Exercise requirements:
[a] In the passage about missing friends, what did the writer sometimes do after work before meeting friends for dinner?
[b] Carry on the passage about missing friends, picking up right after its final sentence.

=== Provided passage ===

It's a far cry from what my life was 5 or more years ago when I was single with no worries but requirements for masters classes. My days were filled with meet-ups with friends from preschool, previous work, grad school, gym, grade school, college and church group. It felt like I had 50-hour days with the things I was doing, with matching energy to boot. There were days when I would go to gym after work AND THEN meet up with friends for dinner and another set of friends for a nightcap. Naturally, I'd go home late and sleep a few hours before another workday begins.

Nowadays, the energy I have is just enough for taking care of you and Daddy and working from home for a few hours. I'm still grateful for a bit of me time every now and then, but honestly, I miss my friends. I've made really good memories with a lot of them, and I hope they still haven't forgotten me. I feel guilty for somehow disappearing from the picture, and thanks to Facebook, I haven't faded out completely.

=== Record list ===

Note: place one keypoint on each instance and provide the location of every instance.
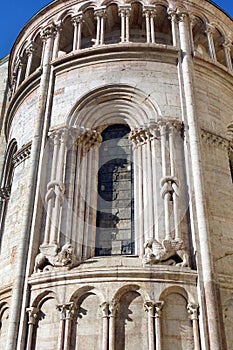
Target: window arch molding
(96, 108)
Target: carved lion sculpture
(170, 252)
(65, 257)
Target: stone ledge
(115, 269)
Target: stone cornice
(22, 154)
(130, 270)
(112, 52)
(213, 139)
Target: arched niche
(199, 37)
(87, 324)
(46, 334)
(66, 37)
(228, 321)
(176, 326)
(6, 183)
(88, 28)
(113, 25)
(114, 223)
(137, 23)
(163, 31)
(131, 322)
(218, 39)
(4, 321)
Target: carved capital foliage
(210, 29)
(193, 310)
(67, 311)
(49, 31)
(124, 10)
(149, 11)
(215, 140)
(78, 18)
(100, 12)
(89, 139)
(33, 315)
(153, 308)
(22, 154)
(141, 135)
(109, 309)
(169, 185)
(55, 189)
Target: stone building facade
(116, 161)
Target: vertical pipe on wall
(48, 35)
(207, 283)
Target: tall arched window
(6, 181)
(114, 232)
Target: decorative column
(50, 37)
(227, 45)
(138, 197)
(85, 203)
(33, 314)
(166, 181)
(124, 12)
(158, 307)
(150, 309)
(209, 32)
(20, 72)
(105, 314)
(175, 31)
(91, 146)
(56, 188)
(29, 51)
(100, 15)
(113, 309)
(67, 312)
(153, 310)
(205, 264)
(193, 314)
(77, 21)
(58, 27)
(150, 13)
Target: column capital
(149, 10)
(67, 310)
(31, 48)
(78, 18)
(182, 14)
(124, 10)
(193, 310)
(89, 139)
(209, 29)
(153, 308)
(113, 307)
(49, 31)
(33, 313)
(5, 192)
(100, 11)
(227, 42)
(158, 308)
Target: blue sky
(15, 14)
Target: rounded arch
(7, 173)
(178, 290)
(43, 297)
(81, 292)
(3, 307)
(131, 288)
(131, 106)
(65, 14)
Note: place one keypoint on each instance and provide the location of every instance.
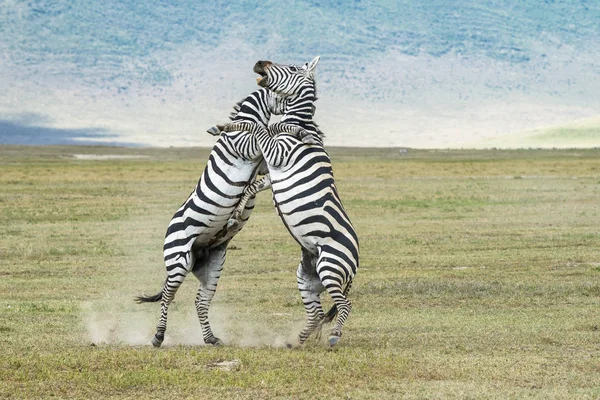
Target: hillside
(400, 73)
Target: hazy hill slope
(155, 72)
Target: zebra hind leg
(208, 271)
(250, 191)
(342, 305)
(310, 288)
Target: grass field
(479, 278)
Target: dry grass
(479, 278)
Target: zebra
(197, 236)
(306, 198)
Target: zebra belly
(202, 220)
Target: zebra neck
(255, 108)
(301, 109)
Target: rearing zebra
(197, 236)
(307, 200)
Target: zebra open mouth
(263, 79)
(261, 68)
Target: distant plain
(479, 278)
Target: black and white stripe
(197, 236)
(307, 199)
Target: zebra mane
(236, 109)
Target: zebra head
(285, 79)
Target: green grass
(479, 278)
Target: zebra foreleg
(176, 273)
(310, 288)
(250, 191)
(208, 271)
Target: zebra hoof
(156, 341)
(232, 224)
(214, 341)
(333, 340)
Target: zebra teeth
(262, 80)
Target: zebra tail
(149, 299)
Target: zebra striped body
(197, 236)
(308, 203)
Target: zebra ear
(313, 64)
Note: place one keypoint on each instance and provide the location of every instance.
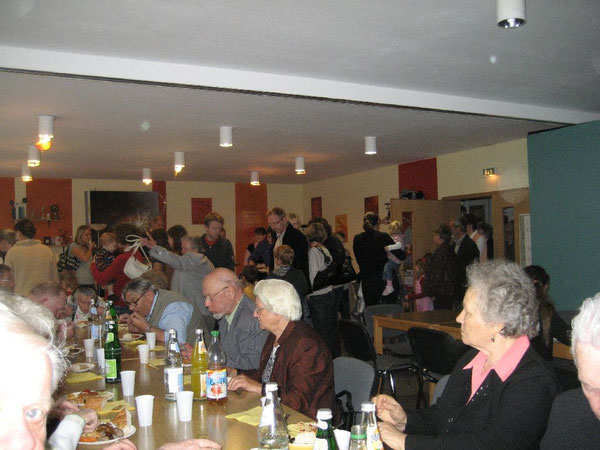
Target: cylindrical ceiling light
(147, 175)
(226, 136)
(300, 165)
(179, 162)
(33, 156)
(510, 13)
(370, 145)
(26, 173)
(45, 132)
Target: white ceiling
(293, 78)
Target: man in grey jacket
(241, 336)
(190, 269)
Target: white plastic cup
(144, 351)
(89, 344)
(185, 400)
(100, 358)
(128, 382)
(145, 406)
(151, 340)
(342, 438)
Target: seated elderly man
(241, 336)
(7, 280)
(499, 394)
(53, 296)
(159, 310)
(294, 355)
(26, 393)
(575, 417)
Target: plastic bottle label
(216, 384)
(111, 368)
(174, 379)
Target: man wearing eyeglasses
(241, 336)
(288, 235)
(158, 310)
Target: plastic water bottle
(272, 431)
(173, 367)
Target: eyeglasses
(211, 297)
(136, 300)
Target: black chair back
(435, 350)
(357, 340)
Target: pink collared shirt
(504, 367)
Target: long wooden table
(208, 418)
(443, 320)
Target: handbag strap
(135, 246)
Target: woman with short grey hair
(294, 355)
(499, 394)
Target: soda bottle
(272, 431)
(199, 366)
(358, 438)
(112, 354)
(216, 374)
(369, 423)
(325, 439)
(173, 367)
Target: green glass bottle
(325, 439)
(112, 354)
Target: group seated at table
(499, 394)
(294, 355)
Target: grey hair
(279, 297)
(8, 236)
(26, 324)
(505, 295)
(586, 324)
(139, 286)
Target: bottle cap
(357, 432)
(367, 407)
(324, 414)
(270, 386)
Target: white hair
(586, 324)
(25, 324)
(279, 297)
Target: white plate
(82, 367)
(128, 431)
(134, 337)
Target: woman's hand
(391, 436)
(390, 411)
(245, 383)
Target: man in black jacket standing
(288, 235)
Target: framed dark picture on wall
(372, 204)
(316, 207)
(200, 208)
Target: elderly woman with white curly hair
(499, 394)
(294, 355)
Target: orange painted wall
(7, 188)
(44, 192)
(250, 210)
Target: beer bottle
(199, 366)
(216, 375)
(112, 354)
(325, 439)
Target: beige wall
(462, 172)
(346, 194)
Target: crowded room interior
(274, 225)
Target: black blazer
(502, 415)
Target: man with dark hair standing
(217, 249)
(288, 235)
(31, 261)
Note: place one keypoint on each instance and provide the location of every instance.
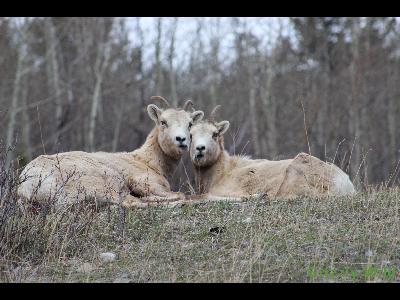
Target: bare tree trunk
(174, 95)
(101, 64)
(253, 118)
(117, 128)
(354, 112)
(26, 126)
(270, 110)
(10, 137)
(159, 76)
(214, 68)
(53, 76)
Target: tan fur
(127, 177)
(220, 175)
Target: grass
(346, 239)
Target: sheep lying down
(304, 175)
(219, 174)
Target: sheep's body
(221, 175)
(304, 175)
(128, 177)
(105, 177)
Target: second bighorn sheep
(219, 174)
(127, 177)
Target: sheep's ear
(197, 115)
(222, 127)
(154, 112)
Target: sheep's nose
(180, 139)
(201, 148)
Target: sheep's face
(207, 142)
(173, 128)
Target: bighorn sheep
(127, 177)
(222, 175)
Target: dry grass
(347, 239)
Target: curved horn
(187, 104)
(213, 112)
(161, 99)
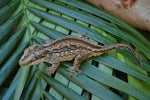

===

Written responses:
[a] The writer went to the gym.

[b]
Later on, Georgia, you'll find people who will share the same interests and experiences with you, be it in school, in the neighborhood, at the playground. When you do find your own set of friends, keep them close. Show them how much you appreciate their company, their stories, jokes, and whatever they do for you. You can never have too many friends, but then again you may prefer having a few and that's alright. What's important is the memories you make with them. Always remember that life will always be better with friends around.

Allow me then to make a shout-out to my very good friends, your titos and titas, as this may be one of the very few times I can do so.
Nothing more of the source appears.